Using Technology to Stop Nightmares When They Happen
Nightware is a smartwatch that tracks heart rate and body movements and vibrates when it detects that the sleeper is having a nightmare. In 2020 the Food and Drug Administration (FDA) granted approval for the manufacturer to market Nightware for adults with nightmare disorder or PTSD. The device is only available by prescription.
Although there is limited research on its effectiveness, Nightware provides a low-risk option for managing nightmares that can be used in conjunction with therapy and medications.
In preliminary studies, the smartwatch did not appear to disrupt sleep or cause daytime sleepiness. However, sleepers should always consult a doctor before using Nightware, which may not be appropriate for all people who have nightmares.
How to Help Your Child With Nightmares
If a child is experiencing nightmares, first try soothing them by reminding them that it was just a dream. Children may also find it helpful to describe or draw what they saw in the nightmare so they can talk about it with a trusted adult. As in adults, rescripting or imagery rehearsal therapy while awake may help change the ending of the nightmare so it is less frightening.

Work instructions >>
A: Transcribe the part of the nightmare management excerpt that opens with the words containing "Although there is" and closes with "therapy and medications.".
B: Write the next part of the text on managing nightmares, picking up right after its last sentence.

Excerpted data >>
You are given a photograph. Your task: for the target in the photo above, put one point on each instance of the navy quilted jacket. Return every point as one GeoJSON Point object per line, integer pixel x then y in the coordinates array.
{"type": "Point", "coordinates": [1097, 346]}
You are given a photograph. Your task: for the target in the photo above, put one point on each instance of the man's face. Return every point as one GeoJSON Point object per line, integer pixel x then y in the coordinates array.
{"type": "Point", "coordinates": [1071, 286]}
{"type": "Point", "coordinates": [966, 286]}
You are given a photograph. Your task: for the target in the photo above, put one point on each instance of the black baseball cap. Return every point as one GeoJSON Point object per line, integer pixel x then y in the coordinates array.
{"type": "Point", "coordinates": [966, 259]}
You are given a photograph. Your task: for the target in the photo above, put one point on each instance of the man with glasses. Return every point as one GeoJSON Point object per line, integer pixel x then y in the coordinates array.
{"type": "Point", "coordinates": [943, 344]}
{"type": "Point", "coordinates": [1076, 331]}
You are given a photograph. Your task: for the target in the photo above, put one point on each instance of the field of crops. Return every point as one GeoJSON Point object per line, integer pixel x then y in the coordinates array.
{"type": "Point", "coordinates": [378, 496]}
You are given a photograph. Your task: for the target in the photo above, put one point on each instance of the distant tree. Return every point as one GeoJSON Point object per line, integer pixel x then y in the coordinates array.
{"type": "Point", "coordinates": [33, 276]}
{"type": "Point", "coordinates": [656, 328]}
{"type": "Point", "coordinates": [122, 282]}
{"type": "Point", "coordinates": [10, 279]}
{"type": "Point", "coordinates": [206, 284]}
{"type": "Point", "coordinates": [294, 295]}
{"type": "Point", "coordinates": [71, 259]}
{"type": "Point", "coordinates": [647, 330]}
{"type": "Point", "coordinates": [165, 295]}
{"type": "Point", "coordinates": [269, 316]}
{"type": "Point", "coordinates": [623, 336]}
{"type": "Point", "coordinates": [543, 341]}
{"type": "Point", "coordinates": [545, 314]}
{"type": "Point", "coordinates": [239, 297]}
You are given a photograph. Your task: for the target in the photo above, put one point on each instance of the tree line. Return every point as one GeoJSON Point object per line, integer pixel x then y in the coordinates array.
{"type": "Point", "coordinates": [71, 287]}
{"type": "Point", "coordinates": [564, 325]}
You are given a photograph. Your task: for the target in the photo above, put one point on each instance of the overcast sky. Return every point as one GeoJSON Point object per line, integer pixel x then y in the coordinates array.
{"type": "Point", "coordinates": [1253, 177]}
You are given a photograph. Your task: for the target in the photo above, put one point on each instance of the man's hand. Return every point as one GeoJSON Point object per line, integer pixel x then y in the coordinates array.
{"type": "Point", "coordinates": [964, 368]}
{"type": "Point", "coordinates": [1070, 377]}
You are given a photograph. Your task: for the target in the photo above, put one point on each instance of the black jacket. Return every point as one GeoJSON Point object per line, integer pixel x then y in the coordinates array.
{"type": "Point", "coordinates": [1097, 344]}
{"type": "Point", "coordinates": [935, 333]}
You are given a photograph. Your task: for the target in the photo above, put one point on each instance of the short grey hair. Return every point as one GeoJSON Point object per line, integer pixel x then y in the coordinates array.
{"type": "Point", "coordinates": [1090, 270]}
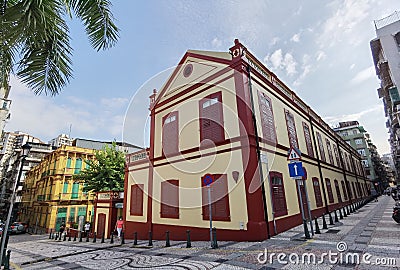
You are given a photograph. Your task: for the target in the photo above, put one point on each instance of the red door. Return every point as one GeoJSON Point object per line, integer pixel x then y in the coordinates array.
{"type": "Point", "coordinates": [101, 224]}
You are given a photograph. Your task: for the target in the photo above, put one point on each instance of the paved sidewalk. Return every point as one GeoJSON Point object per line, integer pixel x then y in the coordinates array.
{"type": "Point", "coordinates": [369, 232]}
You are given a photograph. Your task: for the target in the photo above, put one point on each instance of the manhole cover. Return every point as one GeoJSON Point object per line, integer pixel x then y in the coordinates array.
{"type": "Point", "coordinates": [332, 231]}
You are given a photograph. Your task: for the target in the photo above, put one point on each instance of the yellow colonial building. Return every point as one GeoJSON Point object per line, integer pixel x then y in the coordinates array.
{"type": "Point", "coordinates": [51, 196]}
{"type": "Point", "coordinates": [221, 129]}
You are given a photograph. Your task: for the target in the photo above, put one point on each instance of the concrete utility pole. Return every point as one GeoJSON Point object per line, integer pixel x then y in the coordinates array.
{"type": "Point", "coordinates": [25, 151]}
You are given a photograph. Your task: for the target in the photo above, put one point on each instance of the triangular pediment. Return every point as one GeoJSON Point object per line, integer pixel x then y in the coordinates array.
{"type": "Point", "coordinates": [195, 66]}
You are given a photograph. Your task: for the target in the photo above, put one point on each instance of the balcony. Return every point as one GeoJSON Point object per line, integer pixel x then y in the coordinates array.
{"type": "Point", "coordinates": [76, 196]}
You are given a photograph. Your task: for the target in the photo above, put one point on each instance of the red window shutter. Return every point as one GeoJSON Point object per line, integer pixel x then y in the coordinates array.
{"type": "Point", "coordinates": [267, 117]}
{"type": "Point", "coordinates": [344, 191]}
{"type": "Point", "coordinates": [170, 199]}
{"type": "Point", "coordinates": [317, 191]}
{"type": "Point", "coordinates": [329, 190]}
{"type": "Point", "coordinates": [278, 193]}
{"type": "Point", "coordinates": [328, 146]}
{"type": "Point", "coordinates": [170, 134]}
{"type": "Point", "coordinates": [219, 199]}
{"type": "Point", "coordinates": [137, 200]}
{"type": "Point", "coordinates": [321, 147]}
{"type": "Point", "coordinates": [291, 128]}
{"type": "Point", "coordinates": [307, 137]}
{"type": "Point", "coordinates": [338, 191]}
{"type": "Point", "coordinates": [211, 118]}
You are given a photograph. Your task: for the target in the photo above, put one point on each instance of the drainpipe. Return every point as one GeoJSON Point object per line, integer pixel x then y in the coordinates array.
{"type": "Point", "coordinates": [259, 154]}
{"type": "Point", "coordinates": [319, 164]}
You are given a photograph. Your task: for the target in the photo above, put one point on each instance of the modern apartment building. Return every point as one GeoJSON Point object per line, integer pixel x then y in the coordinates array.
{"type": "Point", "coordinates": [386, 57]}
{"type": "Point", "coordinates": [356, 136]}
{"type": "Point", "coordinates": [221, 131]}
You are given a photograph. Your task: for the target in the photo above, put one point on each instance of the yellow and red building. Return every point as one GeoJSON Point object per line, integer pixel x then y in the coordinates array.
{"type": "Point", "coordinates": [224, 116]}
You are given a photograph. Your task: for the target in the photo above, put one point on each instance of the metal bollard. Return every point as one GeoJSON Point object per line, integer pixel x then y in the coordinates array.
{"type": "Point", "coordinates": [214, 242]}
{"type": "Point", "coordinates": [317, 231]}
{"type": "Point", "coordinates": [112, 238]}
{"type": "Point", "coordinates": [306, 231]}
{"type": "Point", "coordinates": [167, 243]}
{"type": "Point", "coordinates": [150, 239]}
{"type": "Point", "coordinates": [324, 225]}
{"type": "Point", "coordinates": [330, 219]}
{"type": "Point", "coordinates": [7, 262]}
{"type": "Point", "coordinates": [188, 242]}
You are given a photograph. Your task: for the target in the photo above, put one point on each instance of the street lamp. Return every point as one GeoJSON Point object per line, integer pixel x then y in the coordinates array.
{"type": "Point", "coordinates": [4, 240]}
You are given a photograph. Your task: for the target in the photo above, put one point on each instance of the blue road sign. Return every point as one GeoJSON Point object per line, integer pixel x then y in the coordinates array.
{"type": "Point", "coordinates": [296, 169]}
{"type": "Point", "coordinates": [208, 179]}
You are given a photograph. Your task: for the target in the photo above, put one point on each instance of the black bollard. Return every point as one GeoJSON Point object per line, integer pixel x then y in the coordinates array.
{"type": "Point", "coordinates": [324, 225]}
{"type": "Point", "coordinates": [167, 243]}
{"type": "Point", "coordinates": [330, 219]}
{"type": "Point", "coordinates": [317, 231]}
{"type": "Point", "coordinates": [135, 239]}
{"type": "Point", "coordinates": [150, 239]}
{"type": "Point", "coordinates": [188, 242]}
{"type": "Point", "coordinates": [214, 242]}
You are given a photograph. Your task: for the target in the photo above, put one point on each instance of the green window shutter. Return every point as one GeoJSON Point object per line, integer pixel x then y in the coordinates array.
{"type": "Point", "coordinates": [75, 191]}
{"type": "Point", "coordinates": [69, 161]}
{"type": "Point", "coordinates": [82, 211]}
{"type": "Point", "coordinates": [65, 188]}
{"type": "Point", "coordinates": [78, 165]}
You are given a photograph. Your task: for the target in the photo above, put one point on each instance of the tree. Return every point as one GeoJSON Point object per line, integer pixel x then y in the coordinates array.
{"type": "Point", "coordinates": [35, 40]}
{"type": "Point", "coordinates": [106, 172]}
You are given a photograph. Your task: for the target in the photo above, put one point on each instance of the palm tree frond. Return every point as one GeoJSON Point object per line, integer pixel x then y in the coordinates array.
{"type": "Point", "coordinates": [98, 20]}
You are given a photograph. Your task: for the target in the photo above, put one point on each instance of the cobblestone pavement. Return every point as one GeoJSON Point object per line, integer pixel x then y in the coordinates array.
{"type": "Point", "coordinates": [369, 232]}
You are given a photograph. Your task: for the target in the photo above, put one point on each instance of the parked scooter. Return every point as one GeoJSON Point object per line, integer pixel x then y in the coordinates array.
{"type": "Point", "coordinates": [396, 212]}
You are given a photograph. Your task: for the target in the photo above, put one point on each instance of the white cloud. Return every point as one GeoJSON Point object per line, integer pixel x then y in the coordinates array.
{"type": "Point", "coordinates": [216, 43]}
{"type": "Point", "coordinates": [296, 37]}
{"type": "Point", "coordinates": [363, 75]}
{"type": "Point", "coordinates": [282, 62]}
{"type": "Point", "coordinates": [320, 55]}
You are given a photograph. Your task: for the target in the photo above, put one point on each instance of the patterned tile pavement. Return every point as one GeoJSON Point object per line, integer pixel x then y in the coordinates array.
{"type": "Point", "coordinates": [369, 232]}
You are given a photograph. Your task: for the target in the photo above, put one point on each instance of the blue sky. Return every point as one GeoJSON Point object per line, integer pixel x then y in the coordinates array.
{"type": "Point", "coordinates": [320, 49]}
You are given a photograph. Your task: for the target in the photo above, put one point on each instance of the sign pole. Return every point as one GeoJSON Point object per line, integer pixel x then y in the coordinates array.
{"type": "Point", "coordinates": [210, 213]}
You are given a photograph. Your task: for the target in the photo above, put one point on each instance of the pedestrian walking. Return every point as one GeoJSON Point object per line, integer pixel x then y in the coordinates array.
{"type": "Point", "coordinates": [119, 226]}
{"type": "Point", "coordinates": [62, 228]}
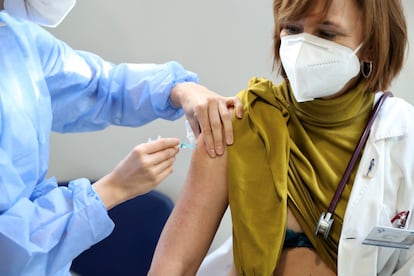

Results for the exercise >>
A:
Although there is limited research on its effectiveness, Nightware provides a low-risk option for managing nightmares that can be used in conjunction with therapy and medications.

B:
It is natural for children to occasionally experience nightmares, but if they happen regularly or cause notable distress, then caregivers should seek advice from a pediatrician.
Children often respond well to having a quiet and dark bedroom, a consistent bedtime, and a screen-free evening routine. To help a child feel safe, spend time with them before bed and offer them a soft toy for comfort. These steps may help reduce stress at night and facilitate nightmare-free sleep.
When to Talk to a Doctor
Consult with a doctor if nightmares occur more than a few times a month or if nightmares are interfering with sleep or other aspects of everyday life. A doctor may be able to identify factors that are contributing to nightmares, such as medications or an untreated mental health condition.
A sleep study is not usually needed for nightmares, but a doctor may suggest a sleep study if a person also has signs of a sleep disorder. For example, if nightmares are related to breathing problems during sleep, a sleep study can diagnose or rule out a sleep-related breathing disorder.
In evaluating any person who experiences nightmares, a health professional often needs to consider whether nightmare disorder or PTSD may be present.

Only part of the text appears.